--- Start ---

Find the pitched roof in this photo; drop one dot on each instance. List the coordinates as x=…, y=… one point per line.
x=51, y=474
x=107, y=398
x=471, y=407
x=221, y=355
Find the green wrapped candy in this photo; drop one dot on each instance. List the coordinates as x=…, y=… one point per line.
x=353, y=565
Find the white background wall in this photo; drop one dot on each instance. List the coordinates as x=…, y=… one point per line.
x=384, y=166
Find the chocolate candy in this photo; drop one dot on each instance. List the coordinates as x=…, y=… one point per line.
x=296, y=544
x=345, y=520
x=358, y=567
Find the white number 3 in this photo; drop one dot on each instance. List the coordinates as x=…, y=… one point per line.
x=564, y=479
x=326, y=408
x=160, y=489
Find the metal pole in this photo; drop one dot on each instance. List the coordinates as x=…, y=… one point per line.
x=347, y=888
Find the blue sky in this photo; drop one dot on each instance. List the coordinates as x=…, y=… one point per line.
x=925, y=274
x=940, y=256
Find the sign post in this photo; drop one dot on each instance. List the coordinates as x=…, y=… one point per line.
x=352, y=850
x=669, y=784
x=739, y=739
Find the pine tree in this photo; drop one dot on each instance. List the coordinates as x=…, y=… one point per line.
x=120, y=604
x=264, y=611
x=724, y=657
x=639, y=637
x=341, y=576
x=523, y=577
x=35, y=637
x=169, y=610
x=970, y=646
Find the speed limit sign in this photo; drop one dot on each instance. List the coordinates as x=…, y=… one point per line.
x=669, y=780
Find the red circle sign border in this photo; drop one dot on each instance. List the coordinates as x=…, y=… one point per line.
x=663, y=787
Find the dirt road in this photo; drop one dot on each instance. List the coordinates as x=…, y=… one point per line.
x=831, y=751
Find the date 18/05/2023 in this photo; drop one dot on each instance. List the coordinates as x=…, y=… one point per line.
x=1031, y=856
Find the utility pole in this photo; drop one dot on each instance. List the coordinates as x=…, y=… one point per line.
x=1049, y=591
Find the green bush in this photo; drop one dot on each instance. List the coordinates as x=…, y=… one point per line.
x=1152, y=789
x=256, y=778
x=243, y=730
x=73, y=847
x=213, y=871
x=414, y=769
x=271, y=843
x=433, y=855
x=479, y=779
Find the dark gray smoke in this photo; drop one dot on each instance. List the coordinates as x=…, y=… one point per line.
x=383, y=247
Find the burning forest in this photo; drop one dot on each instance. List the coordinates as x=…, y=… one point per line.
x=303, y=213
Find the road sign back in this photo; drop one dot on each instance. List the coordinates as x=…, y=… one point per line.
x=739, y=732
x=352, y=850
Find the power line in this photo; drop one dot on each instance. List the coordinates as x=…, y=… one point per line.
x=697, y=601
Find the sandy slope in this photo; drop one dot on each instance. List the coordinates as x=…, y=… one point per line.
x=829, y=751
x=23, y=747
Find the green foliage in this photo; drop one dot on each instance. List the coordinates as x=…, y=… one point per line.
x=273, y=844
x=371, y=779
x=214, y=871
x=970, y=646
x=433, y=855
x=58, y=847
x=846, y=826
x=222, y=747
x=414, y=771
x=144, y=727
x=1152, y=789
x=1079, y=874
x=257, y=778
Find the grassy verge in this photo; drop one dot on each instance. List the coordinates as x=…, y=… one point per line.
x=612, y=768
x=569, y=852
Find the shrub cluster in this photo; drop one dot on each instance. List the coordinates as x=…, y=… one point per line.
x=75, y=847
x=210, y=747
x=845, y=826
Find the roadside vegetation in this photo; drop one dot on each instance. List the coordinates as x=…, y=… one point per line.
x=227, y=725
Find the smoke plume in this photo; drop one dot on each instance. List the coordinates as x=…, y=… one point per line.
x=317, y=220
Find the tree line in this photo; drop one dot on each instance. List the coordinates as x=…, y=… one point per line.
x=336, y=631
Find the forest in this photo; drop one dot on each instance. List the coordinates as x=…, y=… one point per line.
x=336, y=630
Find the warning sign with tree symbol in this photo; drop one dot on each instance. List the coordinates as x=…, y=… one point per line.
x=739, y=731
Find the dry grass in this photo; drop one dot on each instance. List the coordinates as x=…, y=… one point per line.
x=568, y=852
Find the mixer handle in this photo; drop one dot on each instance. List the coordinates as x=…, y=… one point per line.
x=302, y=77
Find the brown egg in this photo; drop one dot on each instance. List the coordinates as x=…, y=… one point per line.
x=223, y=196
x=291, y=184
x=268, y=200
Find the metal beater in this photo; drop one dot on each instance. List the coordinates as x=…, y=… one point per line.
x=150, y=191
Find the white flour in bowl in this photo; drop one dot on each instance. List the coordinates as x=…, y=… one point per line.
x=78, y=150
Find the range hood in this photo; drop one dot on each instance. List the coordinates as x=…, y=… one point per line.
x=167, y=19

--- End ---

Given task: Can you pull out every line above and reproduce each one verbatim?

The result:
Find the pitched roof in this photo; drop one dot on each instance. List the coordinates as x=…, y=… one point per line.
x=51, y=474
x=107, y=398
x=471, y=407
x=221, y=355
Find the green wrapped candy in this photo; drop one dot on each instance. List the coordinates as x=…, y=… one point per line.
x=353, y=565
Find the white background wall in this photo; drop one dot on each instance. List the coordinates as x=…, y=… one point per line.
x=384, y=166
Find the chocolate candy in this photo; drop one dot on each instance. List the coordinates as x=…, y=… one point per line.
x=296, y=544
x=345, y=520
x=358, y=567
Find the white number 3 in this photo; drop one dot on each instance. List the coordinates as x=…, y=… one point per line.
x=564, y=479
x=326, y=408
x=160, y=489
Find the metal pole in this photo; drop one dot on each instance. List the coordinates as x=…, y=… one point per line.
x=347, y=888
Find the blue sky in this photo; drop one dot on each instance. List the coordinates as x=…, y=… one point per line.
x=925, y=274
x=940, y=256
Find the sign post in this photo; drop one dot on each instance. List the coordinates as x=…, y=… one point per line.
x=352, y=850
x=669, y=784
x=739, y=739
Find the pine tree in this photo; drop one dot on each instance. List the coordinates as x=…, y=… one point per line.
x=120, y=604
x=264, y=611
x=724, y=657
x=639, y=637
x=341, y=576
x=523, y=577
x=35, y=637
x=169, y=610
x=970, y=646
Find the speed limit sign in this photo; drop one dot on each instance. List the coordinates as x=…, y=… one point per line.
x=669, y=780
Find the red circle sign border in this photo; drop one dot on each instance. List the coordinates as x=…, y=… one point per line.
x=663, y=787
Find the dirt road in this photo; drop one dot on each instance. List the coordinates as x=…, y=… one point per line.
x=831, y=751
Find the date 18/05/2023 in this photo; drop one dot on each instance. List the coordinates as x=…, y=… one point per line.
x=1031, y=856
Find the utility pole in this photo; drop one dot on each instance. List the coordinates as x=…, y=… one point per line.
x=1049, y=591
Find the green bush in this photo; drop one dot on each instance. List the coordinates as x=…, y=… one point per line.
x=1152, y=789
x=256, y=778
x=243, y=730
x=73, y=847
x=213, y=871
x=414, y=769
x=271, y=843
x=433, y=855
x=479, y=779
Find the dark gray smoke in this photo; drop one dot on each instance. List the coordinates as x=…, y=… one point per line.
x=383, y=247
Find the burning forest in this photo; drop one dot on each instance. List the coordinates as x=…, y=… one point per line.
x=303, y=213
Find the road sign back in this photo; drop one dot on each instance. List the coordinates as x=…, y=… one point per line.
x=739, y=732
x=352, y=850
Find the power line in this photo; drop one dot on each instance. List the coordinates as x=…, y=… one point per line.
x=697, y=601
Find the sandy slope in this photo; drop one dot on each instance. List the coordinates as x=…, y=… one point per line.
x=829, y=751
x=23, y=747
Find the green foliage in this photo; drop one dot on each instance. List the coordinates as x=…, y=… one point per line.
x=273, y=844
x=371, y=779
x=214, y=871
x=970, y=646
x=433, y=855
x=58, y=847
x=846, y=826
x=222, y=747
x=414, y=771
x=144, y=727
x=1152, y=789
x=1079, y=874
x=257, y=778
Find the grassy verge in this photo; drop one dot on each instance. List the coordinates as x=…, y=… one point per line.
x=612, y=768
x=569, y=852
Find the shrub cluster in this photo; drop one dot on each instance. List the coordinates as x=…, y=… one point per line.
x=75, y=847
x=210, y=747
x=845, y=826
Find the roadside vegetation in this photo; drop one dot on each instance. List the coordinates as x=…, y=… one point per line.
x=227, y=725
Find the smoke plume in this photo; drop one dot on each instance. List the coordinates as x=…, y=… one point per line.
x=317, y=220
Find the tree line in this photo; drop one dot on each instance. List the coordinates as x=…, y=… one point per line.
x=336, y=631
Find the forest in this photo; drop one dot on each instance. List the coordinates as x=…, y=… one point per line.
x=336, y=630
Find the warning sign with tree symbol in this photo; drop one dot on each instance. List the coordinates as x=…, y=… one point per line.
x=739, y=731
Find the dry grass in this photo; drop one dot on each instance. List the coordinates as x=…, y=… one point per line.
x=568, y=852
Find the mixer handle in this photo; drop one dot on each instance. List the coordinates as x=…, y=… one point per line.
x=302, y=77
Find the brown egg in this photo; drop one dot on each instance. List the coordinates as x=…, y=… one point per line.
x=223, y=196
x=291, y=184
x=268, y=200
Find the metal beater in this photo; drop one dot on each instance. List the coordinates as x=…, y=… one point per line.
x=150, y=191
Find the white flour in bowl in this photo; drop one dot on each instance. List the coordinates as x=…, y=… one point per line.
x=78, y=150
Find the range hood in this photo; drop one dot on each instance. List the coordinates as x=…, y=… one point per line.
x=167, y=19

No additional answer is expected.